(Data items)
__________

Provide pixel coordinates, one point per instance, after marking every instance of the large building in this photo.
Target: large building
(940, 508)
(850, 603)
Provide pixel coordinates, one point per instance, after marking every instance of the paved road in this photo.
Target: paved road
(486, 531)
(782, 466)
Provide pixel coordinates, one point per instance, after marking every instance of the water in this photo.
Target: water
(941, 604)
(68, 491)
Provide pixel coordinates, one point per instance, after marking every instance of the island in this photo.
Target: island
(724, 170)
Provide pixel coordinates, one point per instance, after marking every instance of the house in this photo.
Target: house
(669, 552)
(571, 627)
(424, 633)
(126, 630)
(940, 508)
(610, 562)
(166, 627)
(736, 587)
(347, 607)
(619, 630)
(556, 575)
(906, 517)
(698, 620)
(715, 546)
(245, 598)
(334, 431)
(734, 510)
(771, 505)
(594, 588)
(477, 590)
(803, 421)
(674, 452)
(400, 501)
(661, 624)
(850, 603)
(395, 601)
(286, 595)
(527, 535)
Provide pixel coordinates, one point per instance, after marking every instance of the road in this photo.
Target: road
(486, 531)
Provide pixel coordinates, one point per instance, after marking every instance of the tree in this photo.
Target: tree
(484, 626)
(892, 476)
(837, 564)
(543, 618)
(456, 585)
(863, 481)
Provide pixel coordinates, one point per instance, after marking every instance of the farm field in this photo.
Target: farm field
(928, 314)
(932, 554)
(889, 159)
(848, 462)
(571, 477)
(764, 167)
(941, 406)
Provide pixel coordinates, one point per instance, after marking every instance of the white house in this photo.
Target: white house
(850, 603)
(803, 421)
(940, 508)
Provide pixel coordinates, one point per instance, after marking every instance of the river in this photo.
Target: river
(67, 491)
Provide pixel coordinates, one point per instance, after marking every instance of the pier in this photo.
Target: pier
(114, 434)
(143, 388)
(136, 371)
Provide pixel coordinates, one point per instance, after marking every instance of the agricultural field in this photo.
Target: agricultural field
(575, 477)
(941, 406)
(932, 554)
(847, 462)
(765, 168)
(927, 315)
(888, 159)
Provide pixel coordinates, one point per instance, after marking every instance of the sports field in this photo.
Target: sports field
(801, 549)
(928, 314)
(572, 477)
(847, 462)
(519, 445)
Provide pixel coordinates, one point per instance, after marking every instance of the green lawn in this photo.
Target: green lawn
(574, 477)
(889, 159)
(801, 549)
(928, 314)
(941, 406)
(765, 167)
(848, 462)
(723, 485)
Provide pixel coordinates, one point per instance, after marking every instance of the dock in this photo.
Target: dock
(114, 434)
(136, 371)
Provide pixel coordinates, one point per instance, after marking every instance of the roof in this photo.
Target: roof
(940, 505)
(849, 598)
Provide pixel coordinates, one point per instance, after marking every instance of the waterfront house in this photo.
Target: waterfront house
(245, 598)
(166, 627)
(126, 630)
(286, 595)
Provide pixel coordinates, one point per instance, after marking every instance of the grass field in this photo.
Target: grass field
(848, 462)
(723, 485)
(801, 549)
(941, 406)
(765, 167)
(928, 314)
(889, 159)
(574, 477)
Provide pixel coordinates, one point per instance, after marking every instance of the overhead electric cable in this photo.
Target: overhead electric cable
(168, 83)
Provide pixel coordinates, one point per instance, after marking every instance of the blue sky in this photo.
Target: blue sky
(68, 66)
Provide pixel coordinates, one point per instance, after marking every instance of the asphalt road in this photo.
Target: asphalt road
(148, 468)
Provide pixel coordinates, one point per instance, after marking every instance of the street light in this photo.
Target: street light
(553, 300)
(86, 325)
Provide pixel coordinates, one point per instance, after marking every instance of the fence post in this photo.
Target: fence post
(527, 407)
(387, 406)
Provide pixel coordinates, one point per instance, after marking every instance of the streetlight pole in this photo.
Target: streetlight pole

__________

EXERCISE REQUIREMENTS =
From the entries above, copy each line that holds "streetlight".

ANSWER SPACE =
Provide pixel coordinates, one point per instance, after marking every instance of the streetlight pole in this photo.
Target: streetlight pole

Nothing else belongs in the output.